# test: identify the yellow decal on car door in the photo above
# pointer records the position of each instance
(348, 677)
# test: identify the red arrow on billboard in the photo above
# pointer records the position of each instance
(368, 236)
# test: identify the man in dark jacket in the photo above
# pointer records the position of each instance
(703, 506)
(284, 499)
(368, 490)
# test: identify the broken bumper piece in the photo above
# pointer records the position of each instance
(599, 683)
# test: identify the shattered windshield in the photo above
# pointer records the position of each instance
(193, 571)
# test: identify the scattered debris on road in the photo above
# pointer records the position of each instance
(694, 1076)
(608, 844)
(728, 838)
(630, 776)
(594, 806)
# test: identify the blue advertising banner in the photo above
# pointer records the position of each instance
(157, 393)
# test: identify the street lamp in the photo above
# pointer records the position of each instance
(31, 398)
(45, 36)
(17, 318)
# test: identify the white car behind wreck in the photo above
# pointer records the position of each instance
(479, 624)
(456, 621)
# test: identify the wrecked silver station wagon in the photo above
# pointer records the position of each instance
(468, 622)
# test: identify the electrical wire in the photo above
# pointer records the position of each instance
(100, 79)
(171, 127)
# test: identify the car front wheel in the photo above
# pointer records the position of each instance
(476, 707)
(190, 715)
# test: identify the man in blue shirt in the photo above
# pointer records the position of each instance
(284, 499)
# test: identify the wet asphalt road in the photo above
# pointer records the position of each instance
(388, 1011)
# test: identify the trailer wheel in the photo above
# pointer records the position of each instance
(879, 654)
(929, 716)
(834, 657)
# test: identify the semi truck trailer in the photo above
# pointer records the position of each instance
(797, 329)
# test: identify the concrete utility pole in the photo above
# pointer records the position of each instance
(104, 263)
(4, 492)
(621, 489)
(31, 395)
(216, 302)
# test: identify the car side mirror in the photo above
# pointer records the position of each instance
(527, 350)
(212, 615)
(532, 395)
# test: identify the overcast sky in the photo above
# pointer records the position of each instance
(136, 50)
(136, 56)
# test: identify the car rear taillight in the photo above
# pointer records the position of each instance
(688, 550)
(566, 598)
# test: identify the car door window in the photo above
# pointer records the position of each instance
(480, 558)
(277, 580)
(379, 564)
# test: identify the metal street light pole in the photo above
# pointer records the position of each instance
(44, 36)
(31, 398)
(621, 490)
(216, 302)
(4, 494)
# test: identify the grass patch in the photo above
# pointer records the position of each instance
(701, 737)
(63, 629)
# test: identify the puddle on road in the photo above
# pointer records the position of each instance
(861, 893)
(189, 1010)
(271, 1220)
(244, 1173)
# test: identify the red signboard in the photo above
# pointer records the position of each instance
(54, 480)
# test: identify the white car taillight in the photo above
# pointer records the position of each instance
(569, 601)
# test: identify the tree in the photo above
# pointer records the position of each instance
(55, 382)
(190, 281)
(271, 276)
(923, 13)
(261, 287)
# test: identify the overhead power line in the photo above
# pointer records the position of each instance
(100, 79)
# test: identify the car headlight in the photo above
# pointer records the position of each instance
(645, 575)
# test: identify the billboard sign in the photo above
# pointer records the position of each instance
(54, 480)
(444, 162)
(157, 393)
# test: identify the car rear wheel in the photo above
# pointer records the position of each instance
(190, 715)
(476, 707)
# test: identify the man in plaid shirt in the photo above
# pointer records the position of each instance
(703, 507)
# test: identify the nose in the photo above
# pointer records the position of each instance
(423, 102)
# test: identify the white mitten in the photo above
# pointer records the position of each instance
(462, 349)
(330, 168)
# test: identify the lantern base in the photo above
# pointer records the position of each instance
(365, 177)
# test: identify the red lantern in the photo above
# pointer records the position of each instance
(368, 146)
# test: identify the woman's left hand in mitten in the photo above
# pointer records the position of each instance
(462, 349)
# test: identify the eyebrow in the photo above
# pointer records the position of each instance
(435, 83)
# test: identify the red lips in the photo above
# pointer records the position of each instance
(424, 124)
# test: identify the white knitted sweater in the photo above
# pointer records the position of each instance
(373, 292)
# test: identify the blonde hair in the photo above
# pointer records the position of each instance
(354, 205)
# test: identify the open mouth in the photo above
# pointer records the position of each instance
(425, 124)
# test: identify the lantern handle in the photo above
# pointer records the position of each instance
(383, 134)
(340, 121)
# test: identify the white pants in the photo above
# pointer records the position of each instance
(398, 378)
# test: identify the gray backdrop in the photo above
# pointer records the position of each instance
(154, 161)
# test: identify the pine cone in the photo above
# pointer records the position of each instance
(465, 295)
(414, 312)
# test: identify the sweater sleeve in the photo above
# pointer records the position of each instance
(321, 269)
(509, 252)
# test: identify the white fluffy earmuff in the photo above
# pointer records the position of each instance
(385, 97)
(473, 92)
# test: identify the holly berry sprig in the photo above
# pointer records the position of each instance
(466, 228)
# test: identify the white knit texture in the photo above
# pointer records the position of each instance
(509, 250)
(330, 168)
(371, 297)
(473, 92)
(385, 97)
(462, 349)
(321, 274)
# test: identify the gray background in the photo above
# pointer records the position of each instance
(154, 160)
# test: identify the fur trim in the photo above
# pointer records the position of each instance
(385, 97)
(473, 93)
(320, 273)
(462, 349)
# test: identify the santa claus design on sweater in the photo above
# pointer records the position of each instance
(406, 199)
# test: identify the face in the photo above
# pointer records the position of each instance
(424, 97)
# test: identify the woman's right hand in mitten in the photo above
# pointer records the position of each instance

__________

_Written request_.
Retype the data exactly as given.

_Task solution_.
# test: identify the yellow decal on car door in the photo above
# pointer records the position of each instance
(348, 677)
# test: identify the red arrow on billboard in the photo above
# pointer records the position of each instance
(368, 236)
# test: identify the man in dark jacket in the photo above
# pointer records the position of each instance
(703, 506)
(284, 499)
(368, 490)
# test: identify the broken bumper piece in the photo above
# pointer records the position of each instance
(599, 683)
# test: identify the shattered windshield in the photo above
# pointer records the position of each instance
(193, 571)
# test: identify the scattered debris on road in the photo above
# pointer records the position of each instance
(694, 1076)
(608, 844)
(728, 838)
(630, 776)
(594, 806)
# test: identify the blue advertising banner in the photo above
# pointer records the position of each instance
(157, 393)
# test: identify the street lamp in the photo above
# pointer records the position of each instance
(31, 398)
(45, 36)
(17, 318)
# test: identify the white car behind wreck in the photo above
# pointer records the position of each instance
(479, 624)
(456, 621)
# test: identify the wrecked silver station wagon in the photo above
# pointer records the position of each instance
(468, 622)
# test: identify the electrical wire in the photo above
# pointer records the position of each instance
(100, 79)
(171, 127)
# test: identify the car front wheel in the photo above
# pointer records the position of each instance
(476, 707)
(190, 715)
# test: identify the man in blue shirt in the photo above
# pointer records the position of each instance
(284, 499)
# test: identify the wet asphalt road in the photo above
# pointer records the position of each instance
(388, 1011)
# test: identify the trailer wheel in the photo above
# pointer records the position of each instance
(879, 654)
(929, 716)
(834, 657)
# test: identify the semi truck trailer in the photo above
# pointer records the position of each instance
(797, 329)
# test: identify the concrete utility pole in the photo above
# pointer records the position of each instance
(104, 263)
(4, 492)
(621, 489)
(31, 395)
(216, 302)
# test: identify the car side mirror in the photo above
# pointer records the position of each instance
(527, 350)
(212, 615)
(532, 395)
# test: identify the overcast sky in the photo above
# pointer records the position of each instance
(136, 50)
(136, 56)
# test: identify the car rear taillight in the photo above
# pointer records the position of each instance
(688, 550)
(566, 598)
# test: identify the car door window in the photo above
# pointer records the position of each instance
(480, 558)
(277, 580)
(379, 564)
# test: identify the metal street light pole in the photo above
# pointer records the position of each instance
(44, 36)
(31, 398)
(621, 490)
(216, 302)
(4, 494)
# test: identify the grass patch in the photo above
# pointer records the position of each instance
(701, 737)
(63, 629)
# test: identify the puddle on road in the photo above
# pointer records the position of each instance
(861, 893)
(189, 1010)
(271, 1220)
(244, 1173)
# test: identify the red signboard in the photo above
# pointer records the position of each instance
(54, 480)
# test: identify the white car taillight in the photo above
# pointer records the position of each instance
(569, 601)
# test: identify the tree in the photo above
# pointer records the position of each instance
(55, 382)
(190, 281)
(271, 276)
(923, 13)
(261, 287)
# test: identify the overhead power line in the photo above
# pointer records the position of each instance
(100, 79)
# test: identify the car headlight in the photo above
# pointer records the position of each instance
(645, 575)
# test: identify the billboard sign in the photo above
# pointer records the position of each instance
(54, 480)
(444, 162)
(157, 393)
# test: identify the car rear wheel in the photo above
# pointer records the position of each instance
(190, 715)
(476, 707)
# test: identify the man in plaid shirt in the photo above
# pointer records the position of each instance
(703, 507)
# test: identify the nose in the photo above
# pointer records the position of each instance
(423, 102)
# test: identify the white mitten in the photo above
# pointer records the position of each instance
(462, 349)
(330, 168)
# test: identify the lantern base in the photo above
# pointer records the position of each instance
(365, 177)
# test: identify the red lantern in the photo above
# pointer records the position of each instance
(368, 146)
# test: identify the woman's left hand in mitten in the photo above
# pointer records the position of each instance
(462, 349)
# test: identify the eyebrow in the photo above
# pointer records the position of each instance
(435, 83)
# test: identify the red lips in the photo above
# pointer records the position of each instance
(424, 124)
# test: identify the white knitted sweater in the photo above
# pointer records the position of each instance
(373, 292)
# test: identify the blonde hair in the photo above
# pointer records the position of each instance
(354, 205)
# test: identify the open mouth in the photo above
# pointer records the position of each instance
(425, 124)
# test: identify the lantern handle in the photo above
# pointer records the position of each instance
(383, 134)
(340, 121)
# test: identify the white pants in the photo above
# pointer records the position of each instance
(398, 378)
# test: identify the gray backdrop in the photo above
# pointer records the position of each instance
(154, 161)
# test: identify the pine cone in the photo above
# pointer records the position of each instance
(465, 295)
(414, 312)
# test: identify the sweater sleeve in the photo above
# pointer records the position of each instance
(321, 269)
(509, 252)
# test: identify the white fluffy earmuff in the photo above
# pointer records the position of each instance
(385, 97)
(473, 92)
# test: identify the holly berry sprig in the photo above
# pointer records the position of each instance
(466, 228)
# test: identify the white knit texture in the photo above
# pointer records the position of each instance
(509, 250)
(330, 168)
(371, 297)
(473, 92)
(385, 97)
(462, 349)
(321, 274)
# test: identify the gray background in the photo above
# pointer records the position of each instance
(154, 160)
# test: identify the fur trim in the photo above
# pointer records the position of each instance
(385, 97)
(473, 93)
(320, 273)
(462, 349)
# test: identify the santa claus design on sweater in the photo above
# pointer records the position of each instance
(406, 199)
# test: identify the face in the photo above
# pointer records the position of each instance
(424, 97)
# test: identify the woman's right hand in mitten in the photo above
# pointer records the position of each instance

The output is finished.